* **WHAT TO PRODUCE**
Render the lines below as a numbered list, omitting any blank lines and leaving out the pictures.

== DATASET CONTENT ==

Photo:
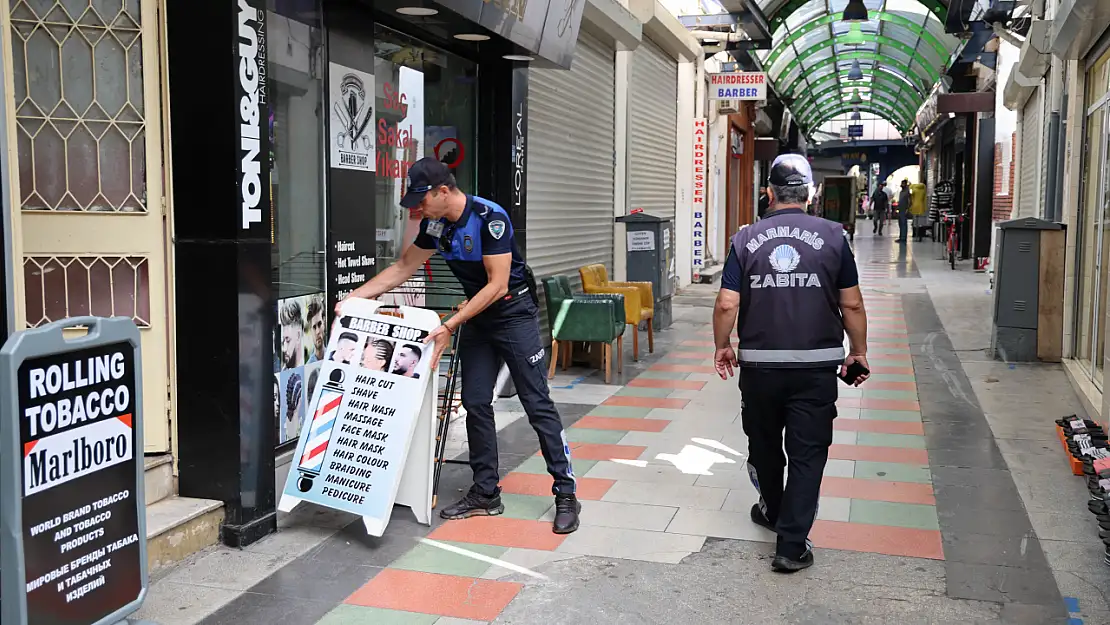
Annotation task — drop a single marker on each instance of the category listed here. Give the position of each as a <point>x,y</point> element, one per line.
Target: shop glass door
<point>1093,259</point>
<point>426,106</point>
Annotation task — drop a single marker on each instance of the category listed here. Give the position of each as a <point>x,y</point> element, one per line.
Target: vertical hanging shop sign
<point>252,116</point>
<point>73,540</point>
<point>700,153</point>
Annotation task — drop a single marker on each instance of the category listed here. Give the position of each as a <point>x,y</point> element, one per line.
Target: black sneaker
<point>474,504</point>
<point>566,514</point>
<point>759,518</point>
<point>783,564</point>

===

* **SOLVED EXERCISE**
1. Photo:
2. Annotation task — drop a single marker on each instance of the category listed here. Give the position of each as a <point>x,y</point> element, one per line.
3. Target: shop glass door
4. <point>1093,259</point>
5. <point>426,106</point>
6. Annotation task — drop a single marker on each instance of the category listed here. Give the position of each as a <point>x,y</point> element, one per line.
7. Target: vertical hanging shop sign
8. <point>252,116</point>
9. <point>73,540</point>
10. <point>700,153</point>
11. Annotation task — drop a single marker on each instance of the category listed here. Give the position of each as a <point>x,y</point> element, one per line.
12. Target: black sneaker
13. <point>474,504</point>
14. <point>566,514</point>
15. <point>759,518</point>
16. <point>783,564</point>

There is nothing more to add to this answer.